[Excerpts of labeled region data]
*-*-*
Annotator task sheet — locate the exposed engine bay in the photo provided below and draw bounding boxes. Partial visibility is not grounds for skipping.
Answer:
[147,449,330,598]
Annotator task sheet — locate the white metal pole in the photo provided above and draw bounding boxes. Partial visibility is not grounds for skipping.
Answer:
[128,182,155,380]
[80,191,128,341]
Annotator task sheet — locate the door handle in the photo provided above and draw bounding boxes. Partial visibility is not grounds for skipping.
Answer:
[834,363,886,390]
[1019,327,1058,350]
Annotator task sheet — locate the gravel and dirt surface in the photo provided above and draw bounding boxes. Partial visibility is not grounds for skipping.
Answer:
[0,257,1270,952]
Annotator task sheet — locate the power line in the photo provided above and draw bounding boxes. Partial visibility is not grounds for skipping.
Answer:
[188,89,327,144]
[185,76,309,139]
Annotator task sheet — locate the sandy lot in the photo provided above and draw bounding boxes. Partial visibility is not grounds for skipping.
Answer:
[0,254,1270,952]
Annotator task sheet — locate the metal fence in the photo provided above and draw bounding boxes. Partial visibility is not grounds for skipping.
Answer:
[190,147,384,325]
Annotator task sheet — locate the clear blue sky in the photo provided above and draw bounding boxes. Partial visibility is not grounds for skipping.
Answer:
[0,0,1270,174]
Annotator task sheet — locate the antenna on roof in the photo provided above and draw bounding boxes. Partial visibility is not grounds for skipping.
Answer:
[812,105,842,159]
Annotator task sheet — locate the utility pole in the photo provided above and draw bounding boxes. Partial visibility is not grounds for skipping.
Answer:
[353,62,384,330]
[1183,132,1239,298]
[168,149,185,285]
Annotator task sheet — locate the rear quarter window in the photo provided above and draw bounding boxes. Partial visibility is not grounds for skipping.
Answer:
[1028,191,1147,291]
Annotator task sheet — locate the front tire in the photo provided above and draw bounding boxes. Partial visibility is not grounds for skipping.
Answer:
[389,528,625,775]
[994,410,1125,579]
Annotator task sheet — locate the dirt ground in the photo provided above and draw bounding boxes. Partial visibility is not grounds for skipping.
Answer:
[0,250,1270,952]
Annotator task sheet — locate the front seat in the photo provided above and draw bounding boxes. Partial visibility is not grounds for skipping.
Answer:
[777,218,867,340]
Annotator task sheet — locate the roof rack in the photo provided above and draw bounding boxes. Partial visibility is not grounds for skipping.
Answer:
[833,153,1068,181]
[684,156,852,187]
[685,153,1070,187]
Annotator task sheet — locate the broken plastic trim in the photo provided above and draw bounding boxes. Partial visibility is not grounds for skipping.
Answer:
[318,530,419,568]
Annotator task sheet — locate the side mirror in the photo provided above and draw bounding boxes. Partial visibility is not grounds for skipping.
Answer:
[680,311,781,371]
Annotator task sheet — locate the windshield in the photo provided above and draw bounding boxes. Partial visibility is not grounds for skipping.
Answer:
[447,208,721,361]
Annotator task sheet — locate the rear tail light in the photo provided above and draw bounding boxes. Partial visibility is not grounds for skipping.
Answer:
*-*-*
Please rescale the part that opens with the line containing "Annotator task sheet — locate the front tire" and closes with the line containing "[994,410,1125,579]", both ends included. Write out every one of those lines again, leaving the others unchanged but multiplying each bounding-box coordinate by 1.55 and rounding it to a whole number, with halves rounded up.

- **Worked answer**
Annotator task sheet — locate the front tire in the photo provided above and draw bounding boxes. Partial visibility is not grounds for skipping.
Answer:
[603,818,969,1201]
[1541,636,1744,897]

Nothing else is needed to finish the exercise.